*DATA SHOWN*:
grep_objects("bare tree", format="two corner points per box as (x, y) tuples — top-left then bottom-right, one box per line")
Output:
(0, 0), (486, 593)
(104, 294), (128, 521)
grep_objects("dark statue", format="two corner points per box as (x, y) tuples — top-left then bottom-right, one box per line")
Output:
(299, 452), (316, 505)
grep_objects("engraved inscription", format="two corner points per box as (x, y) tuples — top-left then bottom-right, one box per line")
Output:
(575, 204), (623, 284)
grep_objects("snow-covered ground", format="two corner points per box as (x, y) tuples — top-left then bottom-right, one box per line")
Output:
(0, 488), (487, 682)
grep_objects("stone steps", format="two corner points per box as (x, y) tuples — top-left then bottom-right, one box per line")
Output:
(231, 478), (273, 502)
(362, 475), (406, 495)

* * *

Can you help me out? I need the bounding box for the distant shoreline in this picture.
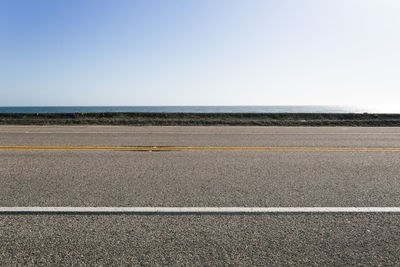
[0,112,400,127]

* * *

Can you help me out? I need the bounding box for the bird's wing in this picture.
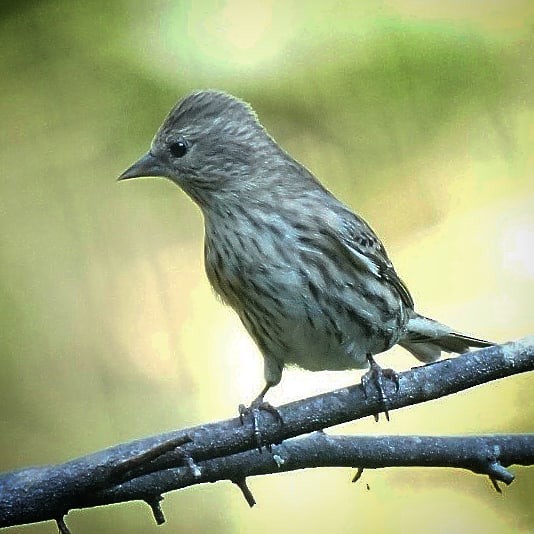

*EXERCISE*:
Return each line of the data above that contains the string "bottom". Treat the match as case-sensitive.

*OUTPUT*:
grep_objects("bare tree", format="two corner points per box as (x, y) tuples — top-left then bottom-right, one box per line")
grep_objects("dark statue", format="two corner points per box as (x, y) tuples — top-left then bottom-right, one box per line")
grep_objects("engraved inscription", format="two corner points per box as (x, y) tuples — top-left then bottom-right, one box per line")
grep_objects("snow-covered ground", format="two corner points per box as (x, y) tuples — top-left then bottom-right, one box per line")
grep_objects("stone steps", format="two corner points per box as (x, y) tuples — top-left then bottom-right, one box per line")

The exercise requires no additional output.